#### TASK TO CARRY OUT
After finding the line containing "box: [102, 36, 112, 45]" below, please output that line and each following one through the line containing "negative clicks: (433, 218) (362, 239)", exactly as written.
= = = =
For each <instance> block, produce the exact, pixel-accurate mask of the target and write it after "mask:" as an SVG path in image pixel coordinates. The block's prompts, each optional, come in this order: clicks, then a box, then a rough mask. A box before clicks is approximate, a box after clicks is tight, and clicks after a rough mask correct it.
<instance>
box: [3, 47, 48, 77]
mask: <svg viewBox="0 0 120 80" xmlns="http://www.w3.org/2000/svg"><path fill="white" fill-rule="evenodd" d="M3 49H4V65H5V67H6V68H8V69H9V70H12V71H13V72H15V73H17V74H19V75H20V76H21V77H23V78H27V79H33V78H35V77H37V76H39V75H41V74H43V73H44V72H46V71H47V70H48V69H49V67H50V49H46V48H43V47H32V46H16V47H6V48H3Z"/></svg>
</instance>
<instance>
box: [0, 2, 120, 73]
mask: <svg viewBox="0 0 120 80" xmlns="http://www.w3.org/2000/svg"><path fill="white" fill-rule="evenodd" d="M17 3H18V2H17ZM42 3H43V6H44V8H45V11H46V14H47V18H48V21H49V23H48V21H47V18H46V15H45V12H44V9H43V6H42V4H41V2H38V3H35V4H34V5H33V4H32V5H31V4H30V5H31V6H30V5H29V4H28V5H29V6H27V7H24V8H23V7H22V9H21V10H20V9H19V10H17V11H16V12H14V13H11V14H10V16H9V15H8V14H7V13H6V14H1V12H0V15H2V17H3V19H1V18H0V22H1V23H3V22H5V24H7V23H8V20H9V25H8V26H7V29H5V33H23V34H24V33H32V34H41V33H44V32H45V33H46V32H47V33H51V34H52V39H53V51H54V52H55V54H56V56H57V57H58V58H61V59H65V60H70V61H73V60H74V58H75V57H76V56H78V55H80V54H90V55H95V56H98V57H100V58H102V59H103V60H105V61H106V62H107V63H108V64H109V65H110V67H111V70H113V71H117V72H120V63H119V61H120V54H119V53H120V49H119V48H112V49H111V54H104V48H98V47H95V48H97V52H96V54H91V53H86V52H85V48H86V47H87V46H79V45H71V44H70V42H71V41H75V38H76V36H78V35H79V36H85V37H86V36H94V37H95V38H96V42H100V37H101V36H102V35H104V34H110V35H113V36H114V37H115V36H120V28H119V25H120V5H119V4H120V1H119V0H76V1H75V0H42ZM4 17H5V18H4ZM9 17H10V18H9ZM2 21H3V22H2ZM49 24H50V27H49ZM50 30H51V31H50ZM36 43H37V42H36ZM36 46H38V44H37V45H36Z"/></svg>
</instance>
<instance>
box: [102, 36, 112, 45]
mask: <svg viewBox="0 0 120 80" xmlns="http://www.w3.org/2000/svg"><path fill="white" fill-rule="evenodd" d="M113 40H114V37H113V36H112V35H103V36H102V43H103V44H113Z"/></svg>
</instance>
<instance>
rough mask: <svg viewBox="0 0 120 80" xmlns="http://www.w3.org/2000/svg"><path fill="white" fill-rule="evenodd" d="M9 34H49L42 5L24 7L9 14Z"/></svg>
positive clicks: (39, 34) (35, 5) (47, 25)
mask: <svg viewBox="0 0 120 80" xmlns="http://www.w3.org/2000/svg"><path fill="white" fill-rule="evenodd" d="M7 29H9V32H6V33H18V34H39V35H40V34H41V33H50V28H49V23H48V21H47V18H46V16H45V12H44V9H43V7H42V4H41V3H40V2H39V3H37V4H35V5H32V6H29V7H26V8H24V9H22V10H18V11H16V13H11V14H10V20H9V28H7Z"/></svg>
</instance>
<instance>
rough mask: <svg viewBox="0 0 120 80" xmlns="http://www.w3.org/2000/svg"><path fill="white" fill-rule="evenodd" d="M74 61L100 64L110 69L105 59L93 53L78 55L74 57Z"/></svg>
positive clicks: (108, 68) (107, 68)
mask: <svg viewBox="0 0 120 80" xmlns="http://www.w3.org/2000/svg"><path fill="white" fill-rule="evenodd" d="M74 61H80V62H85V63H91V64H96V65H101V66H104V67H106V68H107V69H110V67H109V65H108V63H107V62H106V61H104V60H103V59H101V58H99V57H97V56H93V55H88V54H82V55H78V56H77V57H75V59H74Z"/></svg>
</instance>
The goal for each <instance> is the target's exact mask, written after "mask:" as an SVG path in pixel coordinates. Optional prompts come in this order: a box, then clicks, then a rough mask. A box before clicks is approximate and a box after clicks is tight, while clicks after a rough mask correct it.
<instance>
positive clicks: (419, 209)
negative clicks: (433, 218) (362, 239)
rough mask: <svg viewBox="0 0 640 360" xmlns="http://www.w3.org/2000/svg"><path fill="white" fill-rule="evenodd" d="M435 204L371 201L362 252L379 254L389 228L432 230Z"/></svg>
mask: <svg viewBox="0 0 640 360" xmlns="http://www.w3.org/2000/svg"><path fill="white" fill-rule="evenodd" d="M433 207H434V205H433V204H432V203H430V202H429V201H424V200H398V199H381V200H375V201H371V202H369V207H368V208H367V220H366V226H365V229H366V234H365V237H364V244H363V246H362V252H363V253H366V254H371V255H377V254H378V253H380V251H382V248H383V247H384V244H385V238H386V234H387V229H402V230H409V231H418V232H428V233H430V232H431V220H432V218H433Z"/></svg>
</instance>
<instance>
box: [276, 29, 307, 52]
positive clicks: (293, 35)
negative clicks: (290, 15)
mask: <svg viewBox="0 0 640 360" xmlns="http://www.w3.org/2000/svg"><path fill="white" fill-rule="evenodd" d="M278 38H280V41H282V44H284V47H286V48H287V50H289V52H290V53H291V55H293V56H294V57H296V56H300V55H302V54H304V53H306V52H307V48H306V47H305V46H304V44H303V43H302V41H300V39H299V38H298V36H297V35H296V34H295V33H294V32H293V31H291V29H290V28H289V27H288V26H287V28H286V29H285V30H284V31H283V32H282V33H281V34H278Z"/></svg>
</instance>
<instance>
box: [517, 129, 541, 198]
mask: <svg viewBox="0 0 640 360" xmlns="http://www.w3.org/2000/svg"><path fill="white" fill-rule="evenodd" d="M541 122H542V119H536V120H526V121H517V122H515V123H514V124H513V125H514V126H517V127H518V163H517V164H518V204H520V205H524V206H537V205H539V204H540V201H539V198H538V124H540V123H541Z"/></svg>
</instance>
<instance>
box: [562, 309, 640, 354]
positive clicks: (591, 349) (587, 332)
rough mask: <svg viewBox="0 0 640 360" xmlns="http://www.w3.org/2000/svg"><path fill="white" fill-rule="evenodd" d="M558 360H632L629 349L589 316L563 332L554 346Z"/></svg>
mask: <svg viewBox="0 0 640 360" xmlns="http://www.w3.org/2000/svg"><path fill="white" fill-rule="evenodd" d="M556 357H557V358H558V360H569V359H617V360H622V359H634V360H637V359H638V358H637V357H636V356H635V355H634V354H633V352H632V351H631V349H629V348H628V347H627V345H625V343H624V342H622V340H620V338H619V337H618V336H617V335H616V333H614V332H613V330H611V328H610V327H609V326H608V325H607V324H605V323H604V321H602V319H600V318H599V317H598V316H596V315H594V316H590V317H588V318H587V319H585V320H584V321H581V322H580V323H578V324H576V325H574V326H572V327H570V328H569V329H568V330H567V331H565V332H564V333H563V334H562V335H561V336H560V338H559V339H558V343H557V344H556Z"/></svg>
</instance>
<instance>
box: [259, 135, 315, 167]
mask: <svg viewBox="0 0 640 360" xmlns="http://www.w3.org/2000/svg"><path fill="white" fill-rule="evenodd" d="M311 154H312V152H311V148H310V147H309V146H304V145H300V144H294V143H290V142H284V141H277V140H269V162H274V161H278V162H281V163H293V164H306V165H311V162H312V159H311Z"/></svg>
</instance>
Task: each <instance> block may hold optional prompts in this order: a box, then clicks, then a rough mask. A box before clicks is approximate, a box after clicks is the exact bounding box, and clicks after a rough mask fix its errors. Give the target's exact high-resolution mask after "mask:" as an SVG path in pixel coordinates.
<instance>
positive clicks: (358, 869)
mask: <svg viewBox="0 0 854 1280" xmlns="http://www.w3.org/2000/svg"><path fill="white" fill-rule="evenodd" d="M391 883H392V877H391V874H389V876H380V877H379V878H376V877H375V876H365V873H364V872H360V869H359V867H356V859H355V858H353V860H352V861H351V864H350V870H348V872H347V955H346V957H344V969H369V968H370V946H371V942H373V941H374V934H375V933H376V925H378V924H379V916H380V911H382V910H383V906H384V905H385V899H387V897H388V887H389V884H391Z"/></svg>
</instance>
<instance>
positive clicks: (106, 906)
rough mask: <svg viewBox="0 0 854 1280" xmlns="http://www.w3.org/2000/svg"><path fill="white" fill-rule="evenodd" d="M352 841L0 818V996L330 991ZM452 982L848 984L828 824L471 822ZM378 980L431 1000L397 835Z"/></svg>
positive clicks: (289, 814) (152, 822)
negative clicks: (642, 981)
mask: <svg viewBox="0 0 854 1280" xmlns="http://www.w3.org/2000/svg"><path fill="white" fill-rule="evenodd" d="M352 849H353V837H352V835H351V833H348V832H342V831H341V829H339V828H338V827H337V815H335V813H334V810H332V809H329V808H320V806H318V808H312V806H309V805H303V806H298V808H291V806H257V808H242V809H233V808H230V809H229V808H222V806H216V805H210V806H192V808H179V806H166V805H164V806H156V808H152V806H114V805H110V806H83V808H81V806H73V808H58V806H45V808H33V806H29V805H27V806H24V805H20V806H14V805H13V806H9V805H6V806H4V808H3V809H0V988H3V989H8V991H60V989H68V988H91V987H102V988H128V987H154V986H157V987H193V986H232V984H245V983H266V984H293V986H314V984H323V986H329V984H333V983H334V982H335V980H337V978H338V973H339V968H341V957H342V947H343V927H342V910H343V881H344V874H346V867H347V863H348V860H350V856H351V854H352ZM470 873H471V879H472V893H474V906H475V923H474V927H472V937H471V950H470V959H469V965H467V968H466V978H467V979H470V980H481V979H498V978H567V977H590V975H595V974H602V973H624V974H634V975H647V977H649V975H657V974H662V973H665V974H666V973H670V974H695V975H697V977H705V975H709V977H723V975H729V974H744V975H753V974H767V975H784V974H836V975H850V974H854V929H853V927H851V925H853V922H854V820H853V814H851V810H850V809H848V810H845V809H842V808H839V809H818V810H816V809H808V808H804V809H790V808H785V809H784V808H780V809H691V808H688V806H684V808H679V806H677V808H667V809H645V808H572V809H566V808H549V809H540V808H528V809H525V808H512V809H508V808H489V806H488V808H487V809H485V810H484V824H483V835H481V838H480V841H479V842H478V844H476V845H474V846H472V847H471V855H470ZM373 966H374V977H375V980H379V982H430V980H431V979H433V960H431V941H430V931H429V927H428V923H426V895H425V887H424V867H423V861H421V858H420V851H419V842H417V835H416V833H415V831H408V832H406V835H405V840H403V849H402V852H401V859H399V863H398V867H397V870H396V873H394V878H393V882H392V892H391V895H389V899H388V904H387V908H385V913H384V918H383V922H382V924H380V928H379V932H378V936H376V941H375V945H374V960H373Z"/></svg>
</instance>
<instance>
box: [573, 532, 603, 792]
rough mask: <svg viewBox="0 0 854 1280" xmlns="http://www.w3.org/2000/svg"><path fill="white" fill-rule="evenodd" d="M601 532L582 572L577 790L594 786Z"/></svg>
= = = =
#### SOLUTION TO THIS PROBLEM
box: [102, 36, 112, 45]
mask: <svg viewBox="0 0 120 80" xmlns="http://www.w3.org/2000/svg"><path fill="white" fill-rule="evenodd" d="M113 40H114V37H113V36H112V35H103V36H102V43H103V44H113Z"/></svg>
</instance>
<instance>
rough mask: <svg viewBox="0 0 120 80" xmlns="http://www.w3.org/2000/svg"><path fill="white" fill-rule="evenodd" d="M9 34H49L42 5L24 7L9 14Z"/></svg>
positive clicks: (39, 34) (35, 5) (47, 25)
mask: <svg viewBox="0 0 120 80" xmlns="http://www.w3.org/2000/svg"><path fill="white" fill-rule="evenodd" d="M7 29H9V32H6V33H18V34H39V35H40V34H41V33H50V28H49V23H48V21H47V18H46V16H45V12H44V9H43V7H42V4H41V3H40V2H39V3H37V4H35V5H32V6H29V7H26V8H24V9H22V10H18V11H16V13H11V14H10V20H9V28H7Z"/></svg>
</instance>
<instance>
rough mask: <svg viewBox="0 0 120 80" xmlns="http://www.w3.org/2000/svg"><path fill="white" fill-rule="evenodd" d="M74 61L100 64L110 69L105 59L93 53L78 55L74 57Z"/></svg>
positive clicks: (108, 68) (107, 68)
mask: <svg viewBox="0 0 120 80" xmlns="http://www.w3.org/2000/svg"><path fill="white" fill-rule="evenodd" d="M74 61H80V62H85V63H91V64H96V65H101V66H104V67H106V68H107V69H110V67H109V65H108V63H107V62H106V61H104V60H103V59H101V58H99V57H97V56H93V55H88V54H82V55H78V56H77V57H75V59H74Z"/></svg>
</instance>
The goal for each <instance> is the target's exact mask, written after "mask:" as an SVG path in pixel coordinates. Optional prompts come in this order: a box, then clicks, then a rough mask. A box before clicks is approximate and a box after clicks is tight, while clicks after a rough mask correct it.
<instance>
positive clicks: (419, 209)
negative clicks: (433, 218) (362, 239)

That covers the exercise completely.